──────── Dokument
"Któż jest moją matką...?", czyli rozmowy Boga z człowiekiem...

I. Rdz 3, 9-15
"Pan Bóg zawołał na mężczyznę i zapytał go: Gdzie jesteś? On odpowiedział: Usłyszałem Twój głos w ogrodzie, przestraszyłem się, bo jestem nagi, i ukryłem się. Rzekł Bóg: Któż ci powiedział, że jesteś nagi? Czy może zjadłeś z drzewa, z którego ci zakazałem jeść? Mężczyzna odpowiedział: Niewiasta, którą postawiłeś przy mnie, dała mi owoc z tego drzewa i zjadłem. Wtedy Pan Bóg rzekł do niewiasty: Dlaczego to uczyniłaś? Niewiasta odpowiedziała: Wąż mnie zwiódł i zjadłam. Wtedy Pan Bóg rzekł do węża: Ponieważ to uczyniłeś, bądź przeklęty wśród wszystkich zwierząt domowych i polnych; na brzuchu będziesz się czołgał i proch będziesz jadł po wszystkie dni twego istnienia. Wprowadzam nieprzyjaźń między ciebie a niewiastę, pomiędzy potomstwo twoje a potomstwo jej: ono zmiażdży ci głowę, a ty zmiażdżysz mu piętę."
────────────────
──────── Podane rekordy
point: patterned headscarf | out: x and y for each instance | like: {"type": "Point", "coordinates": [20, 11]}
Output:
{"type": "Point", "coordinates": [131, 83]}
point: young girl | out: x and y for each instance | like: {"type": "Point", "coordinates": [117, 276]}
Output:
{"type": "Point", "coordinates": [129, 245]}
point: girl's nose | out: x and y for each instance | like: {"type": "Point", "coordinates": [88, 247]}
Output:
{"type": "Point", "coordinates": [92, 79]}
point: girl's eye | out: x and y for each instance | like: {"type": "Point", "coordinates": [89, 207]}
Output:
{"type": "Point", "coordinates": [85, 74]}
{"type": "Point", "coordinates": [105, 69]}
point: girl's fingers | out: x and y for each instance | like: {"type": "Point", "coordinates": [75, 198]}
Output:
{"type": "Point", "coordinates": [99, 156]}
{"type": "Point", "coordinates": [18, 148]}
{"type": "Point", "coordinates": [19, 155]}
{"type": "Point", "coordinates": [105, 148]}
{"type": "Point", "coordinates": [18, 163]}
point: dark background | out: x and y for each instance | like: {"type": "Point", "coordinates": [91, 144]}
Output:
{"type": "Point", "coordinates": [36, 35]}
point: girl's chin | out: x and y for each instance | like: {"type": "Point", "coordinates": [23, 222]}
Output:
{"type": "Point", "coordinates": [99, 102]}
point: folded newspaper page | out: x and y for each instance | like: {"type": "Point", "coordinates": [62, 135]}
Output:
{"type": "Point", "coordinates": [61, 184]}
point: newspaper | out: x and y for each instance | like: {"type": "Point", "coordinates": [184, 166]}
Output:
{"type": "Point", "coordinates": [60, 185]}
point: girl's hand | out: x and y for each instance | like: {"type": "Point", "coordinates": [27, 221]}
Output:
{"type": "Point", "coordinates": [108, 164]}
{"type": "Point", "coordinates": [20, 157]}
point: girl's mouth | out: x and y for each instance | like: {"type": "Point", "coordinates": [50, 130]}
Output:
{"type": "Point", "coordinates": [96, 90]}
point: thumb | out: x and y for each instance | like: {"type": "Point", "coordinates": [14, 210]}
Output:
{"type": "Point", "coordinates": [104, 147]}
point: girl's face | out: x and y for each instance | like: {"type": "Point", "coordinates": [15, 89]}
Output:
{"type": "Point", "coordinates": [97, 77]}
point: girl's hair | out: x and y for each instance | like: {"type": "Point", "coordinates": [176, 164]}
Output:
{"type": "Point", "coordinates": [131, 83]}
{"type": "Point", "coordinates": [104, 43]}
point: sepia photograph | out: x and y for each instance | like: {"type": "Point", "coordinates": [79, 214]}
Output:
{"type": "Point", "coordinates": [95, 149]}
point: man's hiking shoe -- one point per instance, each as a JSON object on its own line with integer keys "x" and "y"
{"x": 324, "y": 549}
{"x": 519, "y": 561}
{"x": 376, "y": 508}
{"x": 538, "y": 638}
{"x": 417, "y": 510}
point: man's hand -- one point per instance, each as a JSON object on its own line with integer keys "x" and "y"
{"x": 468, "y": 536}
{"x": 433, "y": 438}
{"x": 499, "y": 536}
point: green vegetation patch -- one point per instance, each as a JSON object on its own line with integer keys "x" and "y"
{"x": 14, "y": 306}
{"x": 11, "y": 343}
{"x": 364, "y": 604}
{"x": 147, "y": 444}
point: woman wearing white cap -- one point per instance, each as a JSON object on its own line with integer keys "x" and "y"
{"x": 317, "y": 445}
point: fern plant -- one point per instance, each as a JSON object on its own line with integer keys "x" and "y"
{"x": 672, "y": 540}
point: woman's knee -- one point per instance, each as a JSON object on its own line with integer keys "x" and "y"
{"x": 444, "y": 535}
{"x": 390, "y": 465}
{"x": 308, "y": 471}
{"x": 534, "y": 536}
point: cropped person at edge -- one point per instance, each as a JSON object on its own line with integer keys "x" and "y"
────────────────
Zadania do rozwiązania –
A. Jak w tekście o rozmowach Boga z człowiekiem niewiasta odpowiada na pytanie „Dlaczego to uczyniłaś?”
B. Dopisz dalszy ciąg tekstu o rozmowach Boga z człowiekiem, zaczynając od miejsca po jego ostatnim zdaniu.

Wyniki zadań –
A. Odpowiada: „Wąż mnie zwiódł i zjadłam”.

B.
Pan Bóg zawołał (...): Gdzie jesteś? Stwórca pyta człowieka: "Gdzie jest twoje serce?"
Człowiek odpowiedział: przestraszyłem się, bo jestem nagi, i ukryłem się... Serce człowieka, który nie posłuchał Boga i popełnił grzech, oddala się od MIŁOŚCI. Dlatego w głębi ludzkiej duszy rodzi się lęk, wstyd i przekonanie, że najlepiej uciec od Boga i ukryć się. To przeświadczenie staje się niebezpieczną pokusą...

II. Ps 130,1-8
"Z głębokości wołam do Ciebie Panie,
Panie, wysłuchaj głosu mego.
Nachyl Twe ucho
na głos mojego błagania.
Jeśli zachowasz pamięć o grzechu, Panie,
Panie, któż się ostoi?
Ale Ty udzielasz przebaczenia,
aby ze czcią Ci służono.
Pokładam nadzieje w Panu,
dusza moja pokłada nadzieję w Jego słowie,
dusza moja oczekuje Pana.
Bardziej niż strażnicy poranka,
niech Izrael wygląda Pana.
U Pana jest bowiem łaska,
u Niego obfite odkupienie.
On odkupi Izraela
ze wszystkich jego grzechów."

Człowiek - pogrążony w grzechu - krzyczy do Boga: Z głębokości wołam do Ciebie Panie (...). Jeśli zachowasz pamięć o grzechu, Panie, Panie, któż się ostoi?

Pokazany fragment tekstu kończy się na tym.